(Dataset entries)
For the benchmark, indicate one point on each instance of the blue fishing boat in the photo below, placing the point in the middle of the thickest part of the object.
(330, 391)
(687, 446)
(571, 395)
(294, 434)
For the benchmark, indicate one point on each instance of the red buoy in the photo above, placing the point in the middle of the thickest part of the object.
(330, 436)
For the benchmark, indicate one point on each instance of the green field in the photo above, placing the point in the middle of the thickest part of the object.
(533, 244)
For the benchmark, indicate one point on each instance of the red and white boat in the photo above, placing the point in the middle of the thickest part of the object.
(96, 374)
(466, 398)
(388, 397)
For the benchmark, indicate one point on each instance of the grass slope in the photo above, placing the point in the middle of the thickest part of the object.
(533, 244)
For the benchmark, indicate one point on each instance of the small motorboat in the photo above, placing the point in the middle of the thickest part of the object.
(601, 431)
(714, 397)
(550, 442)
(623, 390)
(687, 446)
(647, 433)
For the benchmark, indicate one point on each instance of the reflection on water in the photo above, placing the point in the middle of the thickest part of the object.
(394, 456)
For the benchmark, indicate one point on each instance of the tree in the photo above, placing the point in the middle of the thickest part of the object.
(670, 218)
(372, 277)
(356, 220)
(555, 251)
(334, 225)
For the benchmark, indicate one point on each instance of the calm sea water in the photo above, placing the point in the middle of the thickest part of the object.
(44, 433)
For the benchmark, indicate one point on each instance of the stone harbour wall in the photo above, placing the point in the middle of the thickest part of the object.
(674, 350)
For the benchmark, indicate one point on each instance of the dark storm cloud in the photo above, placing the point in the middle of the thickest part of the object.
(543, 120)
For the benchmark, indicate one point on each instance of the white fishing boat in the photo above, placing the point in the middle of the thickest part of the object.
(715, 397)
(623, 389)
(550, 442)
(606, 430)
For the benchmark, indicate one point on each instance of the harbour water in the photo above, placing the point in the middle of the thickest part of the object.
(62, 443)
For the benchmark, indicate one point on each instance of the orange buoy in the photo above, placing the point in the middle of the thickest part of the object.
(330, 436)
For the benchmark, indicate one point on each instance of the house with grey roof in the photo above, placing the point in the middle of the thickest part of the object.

» **Task instructions**
Could you copy the material above line for line, keeping every word and number unchanged?

» **Correct output**
For the benchmark, indicate one point on each instance of the blue fishing boat in the photo below, placing the point in the middle of the thickest part of the object.
(330, 391)
(687, 446)
(571, 395)
(294, 434)
For the benchmark, indicate one point on each instance of the red buoy in the photo above, placing the point in the middle of the thickest part of the object.
(330, 436)
For the benchmark, indicate one point on each instance of the green field in the photo above, placing the point in the middle of the thickest part of the object.
(533, 244)
For the benchmark, indicate one point on each instance of the red and white boat in the photo above, placing the point in the middle of the thickest part of the object.
(96, 374)
(466, 398)
(388, 397)
For the benchmark, indicate one point on each instance of the grass slope in the photo above, placing the point in the middle of the thickest part of the object.
(533, 244)
For the benchmark, indicate one point on each instance of the small motorboat in the photo above, placing the point in the middle of the thickest part of the object.
(601, 431)
(714, 397)
(550, 442)
(623, 390)
(687, 446)
(647, 433)
For the benchmark, indicate one point on each instance of the reflection on water in the photo above, placing the point in the middle of the thickest part of the object.
(394, 456)
For the benchmark, indicate one point on each instance of the tree in the photo above, placing the point in the middle of the thickest part of the object.
(670, 218)
(372, 277)
(356, 220)
(555, 251)
(334, 225)
For the benchmark, indicate one point on each instance of the calm sea water in the photo above, placing the point in the middle of the thickest part of the object.
(44, 433)
For the benchmark, indicate one point on each instance of the stone harbour wall in the photo above, placing the point in the middle of the thickest part of the object.
(674, 350)
For the benchmark, indicate one point on each instance of the dark storm cloud in the photo above, placing the point in the middle of the thickest part of the object.
(543, 120)
For the benchmark, indicate one point on each instance of the white fishing boat in the photo above, placing the point in the middle of the thickest part of the object.
(715, 397)
(623, 389)
(550, 442)
(606, 430)
For the benchmark, indicate one point on each instance of the harbour water in the photo above, placing the point in the middle of the thickest part of the object.
(62, 443)
For the benchmark, indicate one point on each instance of the orange buoy in the photo above, placing the point in the middle of the thickest part of the object.
(330, 436)
For the benchmark, indicate one point on each instance of the house with grey roof in the photo above, placing the point in the middle of the thickest part of the object.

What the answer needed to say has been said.